Convert the items below into a JSON list of strings with one string per line, omitting blank lines. Leave the pictures out of the list.

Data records
- - -
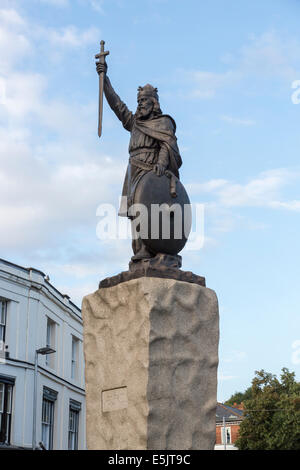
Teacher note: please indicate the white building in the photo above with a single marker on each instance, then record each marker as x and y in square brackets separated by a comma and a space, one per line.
[34, 315]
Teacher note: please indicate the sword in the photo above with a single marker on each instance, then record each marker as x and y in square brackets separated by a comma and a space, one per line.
[101, 57]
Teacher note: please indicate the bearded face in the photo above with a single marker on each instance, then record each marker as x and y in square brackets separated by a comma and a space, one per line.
[144, 108]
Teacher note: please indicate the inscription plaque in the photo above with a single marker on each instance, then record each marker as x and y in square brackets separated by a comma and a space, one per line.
[114, 399]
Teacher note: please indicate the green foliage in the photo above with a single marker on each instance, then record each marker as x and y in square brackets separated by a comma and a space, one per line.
- - -
Solution:
[
  "Teacher note: please indicate the white building in the photo above with a single marker on each instance, then record each marker as x and y in square brackets separated by a comma and a space, one per line.",
  "[34, 315]",
  "Teacher note: please indicate the sword in the photo above with a single marker on each instance, then record each marker as x and y in square brackets separated by a comma and a space, one per line.",
  "[101, 57]",
  "Teacher note: please indicate the bearded face in the photo above with a single marker on each instance, then record each marker as x and y in square brackets separated by a comma and a space, one per line.",
  "[144, 108]",
  "Teacher note: please indicate the inscription plaque in the photo above with a single marker on each instance, then record each marker as x and y in square brackets separated by a comma and a space, one per line.",
  "[114, 399]",
  "Teacher note: please indicate the green foliage in the photo above with a single marker on each instance, then record each marker as x and y in square brackets separated by a comma and a space, one per line."
]